**Document extract:**
———

London Calling the shots on Vedanta - and some British banks
Published by MAC on 2009-09-27There seem to be few new tactics that may adopted in the seemingly interminable battle to force mining companies into being both honest and just.
However, on September 22nd, what some have described as a "unique event" took place in one of the global cradles of corporate obscurantism and obduracy.
A leading London-based extractive corporation was put firmly in the dock before a group of its own financial backers, by a bunch of activists, lawyers, and several NGOs.
We can divulge that this event was a "Workshop on Vedanta", and hosted by Amnesty International UK. But we must keep mum about the people who attended.
This is because (despite an initial murmur of dissent) participants agreed to run the meeting under the so-called Chatham House Rule. The "rule" allows reporting of a meeting's content, but precludes identifying anyone who turns up for it, or attributing what they said.
You might well think such a rule was designed to protect the "guilty." To an extent you'd be right. Unfortunately, it's virtually certain that none of the banks would have put their heads above this particular parapet had the Rule not been imposed.

———

**Supplied records:**
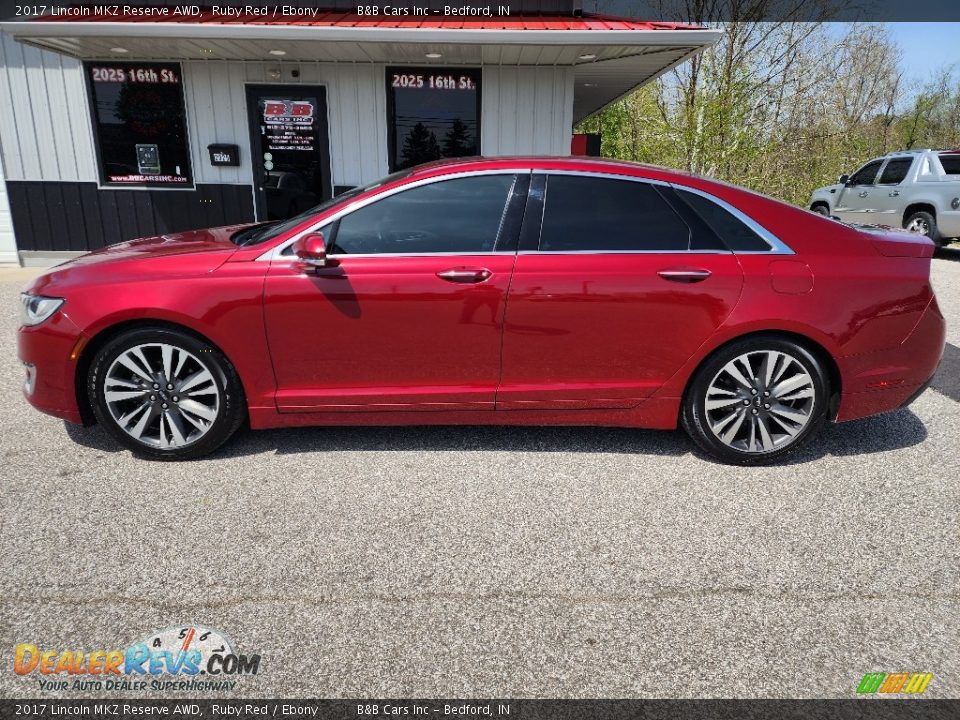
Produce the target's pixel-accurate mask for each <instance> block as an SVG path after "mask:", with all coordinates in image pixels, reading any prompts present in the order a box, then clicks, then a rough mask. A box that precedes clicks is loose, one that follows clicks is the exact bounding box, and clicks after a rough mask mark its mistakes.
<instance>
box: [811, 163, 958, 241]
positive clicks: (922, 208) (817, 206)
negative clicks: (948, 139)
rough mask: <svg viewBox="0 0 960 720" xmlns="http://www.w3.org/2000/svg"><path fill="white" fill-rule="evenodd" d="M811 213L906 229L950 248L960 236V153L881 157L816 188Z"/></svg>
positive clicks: (856, 223)
mask: <svg viewBox="0 0 960 720" xmlns="http://www.w3.org/2000/svg"><path fill="white" fill-rule="evenodd" d="M810 209H811V210H813V211H814V212H817V213H820V214H821V215H828V216H830V217H835V218H838V219H840V220H842V221H844V222H848V223H856V224H859V225H889V226H891V227H901V228H906V229H907V230H910V231H912V232H916V233H921V234H923V235H926V236H927V237H929V238H930V239H931V240H933V241H934V242H935V243H937V244H938V245H945V244H946V243H948V242H949V241H950V238H956V237H960V150H909V151H907V152H897V153H892V154H890V155H887V156H885V157H882V158H876V159H874V160H871V161H870V162H868V163H867V164H865V165H864V166H863V167H861V168H860V169H859V170H857V171H856V172H855V173H853V174H852V175H841V176H840V180H839V181H838V184H837V185H828V186H827V187H822V188H818V189H817V190H814V192H813V196H812V197H811V198H810Z"/></svg>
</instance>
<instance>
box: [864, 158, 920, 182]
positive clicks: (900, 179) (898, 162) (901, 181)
mask: <svg viewBox="0 0 960 720" xmlns="http://www.w3.org/2000/svg"><path fill="white" fill-rule="evenodd" d="M915 160H916V158H913V157H906V158H902V157H901V158H890V159H889V160H887V161H886V162H885V163H884V164H883V167H882V168H881V169H880V174H879V175H877V180H876V182H875V183H874V185H887V186H891V187H893V186H896V185H899V184H900V183H902V182H903V181H904V180H906V179H907V175H909V174H910V168H912V167H913V163H914V161H915ZM904 161H906V163H907V170H906V172H904V173H903V177H902V178H900V179H899V180H897V181H896V182H892V181H889V180H888V181H886V182H884V180H883V176H884V175H886V174H887V168H889V167H890V165H891V164H892V163H903V162H904Z"/></svg>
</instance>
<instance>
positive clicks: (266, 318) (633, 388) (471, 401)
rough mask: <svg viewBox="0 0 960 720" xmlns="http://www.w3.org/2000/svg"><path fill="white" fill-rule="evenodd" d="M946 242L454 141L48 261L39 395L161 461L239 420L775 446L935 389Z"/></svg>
mask: <svg viewBox="0 0 960 720" xmlns="http://www.w3.org/2000/svg"><path fill="white" fill-rule="evenodd" d="M933 250H934V246H933V243H931V242H930V241H929V240H927V239H926V238H924V237H921V236H917V235H911V234H908V233H904V232H900V231H893V230H881V229H866V228H854V227H851V226H848V225H844V224H842V223H839V222H836V221H834V220H830V219H826V218H823V217H820V216H818V215H815V214H813V213H811V212H808V211H807V210H802V209H799V208H795V207H791V206H789V205H786V204H783V203H781V202H777V201H775V200H771V199H769V198H766V197H763V196H761V195H757V194H755V193H752V192H749V191H746V190H743V189H740V188H736V187H731V186H728V185H724V184H721V183H718V182H714V181H710V180H705V179H701V178H697V177H694V176H691V175H686V174H683V173H678V172H673V171H669V170H664V169H661V168H655V167H649V166H642V165H635V164H629V163H619V162H612V161H603V160H597V159H585V158H580V159H572V158H566V159H564V158H502V159H471V160H457V161H450V162H440V163H435V164H431V165H424V166H420V167H418V168H415V169H414V170H412V171H408V172H405V173H402V174H396V175H392V176H390V177H387V178H385V179H384V180H382V181H380V182H378V183H375V184H373V185H369V186H367V187H363V188H358V189H356V190H352V191H350V192H348V193H346V194H344V195H341V196H339V197H336V198H334V199H333V200H330V201H328V202H326V203H324V204H323V205H320V206H318V207H316V208H314V209H312V210H310V211H308V212H306V213H303V214H301V215H299V216H297V217H294V218H292V219H290V220H286V221H282V222H277V223H267V224H258V225H248V226H235V227H226V228H216V229H212V230H202V231H193V232H185V233H179V234H171V235H163V236H160V237H154V238H148V239H143V240H134V241H131V242H126V243H122V244H119V245H114V246H112V247H108V248H105V249H103V250H98V251H96V252H92V253H90V254H88V255H84V256H82V257H79V258H77V259H75V260H73V261H71V262H68V263H66V264H64V265H61V266H59V267H57V268H55V269H54V270H52V271H51V272H49V273H47V274H45V275H43V276H41V277H39V278H38V279H37V280H36V281H35V282H34V283H33V284H32V285H31V287H30V288H29V289H28V290H27V292H26V293H24V294H23V296H22V300H23V325H22V327H21V328H20V331H19V355H20V359H21V361H22V362H23V364H24V367H25V369H26V382H25V385H24V392H25V395H26V397H27V399H28V400H29V401H30V402H31V403H32V404H33V405H34V406H35V407H37V408H38V409H40V410H42V411H44V412H47V413H50V414H51V415H55V416H57V417H60V418H64V419H66V420H68V421H70V422H74V423H81V422H82V423H92V422H99V423H100V424H101V425H103V427H104V428H105V429H106V430H107V431H108V432H109V433H110V434H112V435H113V437H115V438H116V439H117V440H118V441H119V442H120V443H122V444H123V445H125V446H127V447H128V448H130V449H132V450H133V451H134V452H136V453H138V454H140V455H143V456H145V457H151V458H160V459H186V458H194V457H198V456H201V455H205V454H207V453H210V452H211V451H213V450H214V449H216V448H217V447H219V446H220V445H221V444H222V443H224V442H225V441H226V440H227V439H228V438H229V437H230V436H231V435H233V434H234V432H235V431H236V430H237V429H238V428H239V427H240V426H241V425H242V424H243V423H244V422H249V425H250V427H252V428H269V427H280V426H292V425H387V424H410V425H425V424H502V425H605V426H627V427H642V428H660V429H671V428H676V427H677V425H678V423H679V424H681V425H683V427H684V428H685V429H686V431H687V432H688V433H689V434H690V437H691V438H692V439H693V440H694V442H695V443H696V444H697V445H698V446H699V447H700V448H701V449H702V450H703V451H705V452H707V453H709V454H711V455H713V456H715V457H717V458H719V459H721V460H723V461H726V462H733V463H760V462H770V461H773V460H776V459H777V458H780V457H781V456H782V455H784V454H785V453H787V452H789V451H791V450H794V449H796V448H798V447H800V446H801V445H802V444H803V443H804V442H805V441H807V440H809V439H811V438H812V437H813V436H814V435H815V433H816V432H817V430H818V429H819V428H820V426H821V425H822V424H823V423H824V421H827V420H830V421H844V420H853V419H855V418H862V417H865V416H868V415H874V414H877V413H881V412H886V411H889V410H894V409H896V408H900V407H903V406H904V405H906V404H908V403H909V402H911V400H913V399H914V398H915V397H916V396H917V395H919V394H920V393H921V392H922V391H923V389H924V388H925V387H926V385H927V384H928V383H929V381H930V379H931V377H932V376H933V374H934V371H935V370H936V368H937V365H938V363H939V361H940V357H941V354H942V352H943V347H944V320H943V316H942V315H941V313H940V310H939V308H938V307H937V302H936V299H935V298H934V294H933V290H932V288H931V285H930V279H929V272H930V258H931V256H932V254H933Z"/></svg>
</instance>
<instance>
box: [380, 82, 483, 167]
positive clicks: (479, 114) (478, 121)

———

**Using the information:**
(a) According to the article on the Vedanta workshop, which organization hosted the event?
(b) In the article on the Vedanta workshop, which groups put the London-based extractive corporation in the dock before its financial backers?
(c) Print the passage of the article on the Vedanta workshop between "A leading London-based" and "and several NGOs.", inclusive.
Answer from the article on the Vedanta workshop alone, not from the data.

**Answers to this exercise:**
(a) Amnesty International UK

(b) activists, lawyers, and several NGOs

(c)
A leading London-based extractive corporation was put firmly in the dock before a group of its own financial backers, by a bunch of activists, lawyers, and several NGOs.